## Problem description
Rescale the data below, starting with the line containing "Audit flag: the bridge" and going on through the line containing "[0, 0, 968, 432]", and reproduce only that span with every line kept, requests included. In the answers, multiply each box coordinate by 1.35 and round it to a whole number, with halves rounded up.

## Extracted records
-- start --
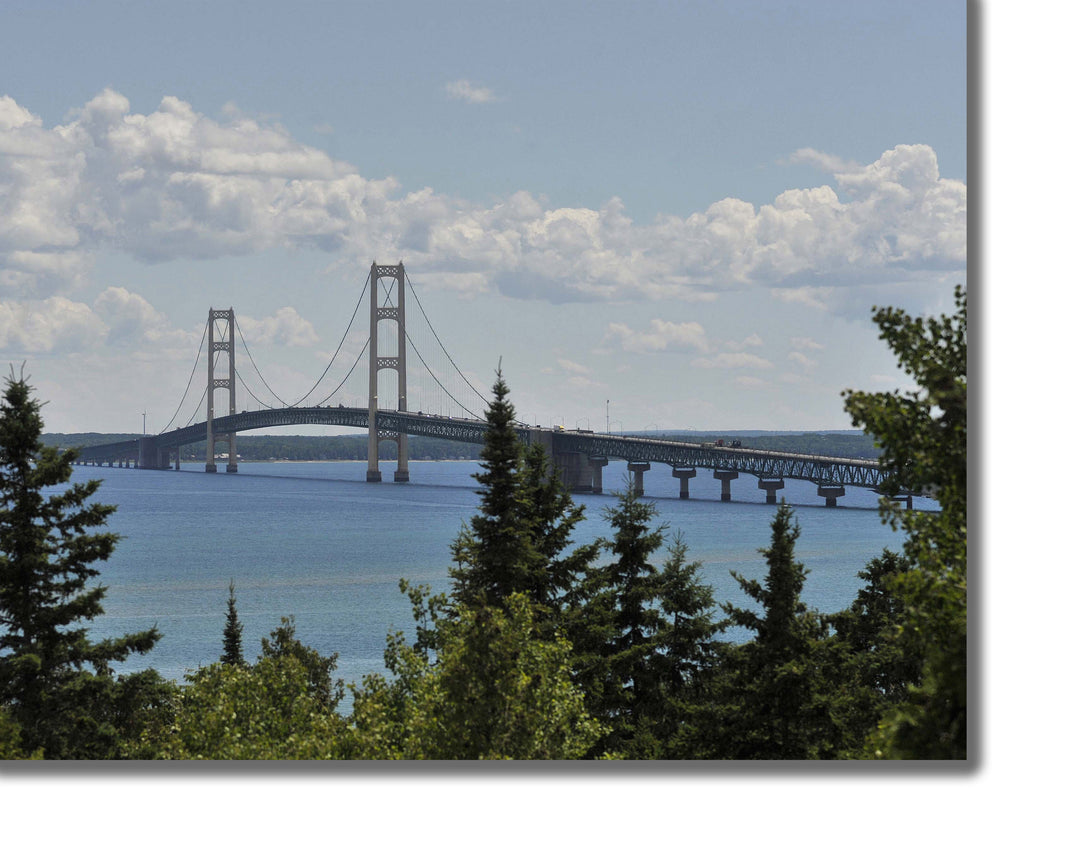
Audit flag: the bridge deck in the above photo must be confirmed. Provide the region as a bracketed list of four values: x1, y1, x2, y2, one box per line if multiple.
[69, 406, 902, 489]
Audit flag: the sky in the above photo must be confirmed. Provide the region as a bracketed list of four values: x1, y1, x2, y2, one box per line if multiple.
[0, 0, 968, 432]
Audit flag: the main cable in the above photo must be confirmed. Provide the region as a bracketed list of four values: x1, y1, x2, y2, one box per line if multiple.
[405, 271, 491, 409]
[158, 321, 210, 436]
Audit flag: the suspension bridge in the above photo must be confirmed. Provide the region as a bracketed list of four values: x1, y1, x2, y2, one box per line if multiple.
-- end --
-- start --
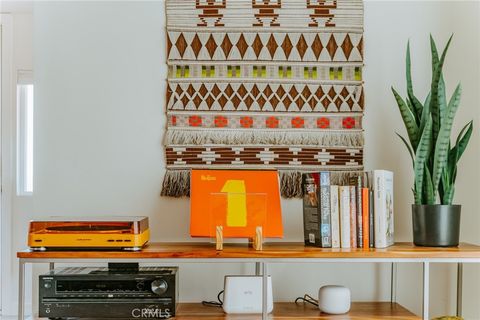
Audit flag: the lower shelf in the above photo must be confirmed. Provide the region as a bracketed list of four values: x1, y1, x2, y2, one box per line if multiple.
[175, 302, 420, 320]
-- end --
## Exercise answer
Audit flag: the bridge deck in the above photo must be confirmed. Provide the region as a bracketed list of four values: x1, y1, x2, y2, one box per line if multiple.
[93, 548, 1218, 660]
Audit flag: the sky in the above photo must be confirmed. Provide the region as a bracketed list of four values: x1, y1, x2, y2, one box per line if multiple.
[0, 0, 1307, 583]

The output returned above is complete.